Problem. The answer should be the lines from the one with "Target: snowy field" through the final line of the entries, restated word for word.

Records to process.
_ _ _ _
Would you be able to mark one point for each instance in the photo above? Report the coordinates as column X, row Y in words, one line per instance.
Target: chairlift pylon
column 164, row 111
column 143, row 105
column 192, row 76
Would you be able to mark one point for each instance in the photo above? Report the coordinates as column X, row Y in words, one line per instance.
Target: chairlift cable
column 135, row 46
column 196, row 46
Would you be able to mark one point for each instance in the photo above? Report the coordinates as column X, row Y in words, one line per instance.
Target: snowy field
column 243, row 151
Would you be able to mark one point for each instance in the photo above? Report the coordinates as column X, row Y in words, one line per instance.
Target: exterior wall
_ _ _ _
Result for this exercise.
Target: snowy field
column 243, row 151
Would you be able to mark one point for each instance in the photo above? Report the coordinates as column X, row Y in words, one line per instance.
Target: exterior wall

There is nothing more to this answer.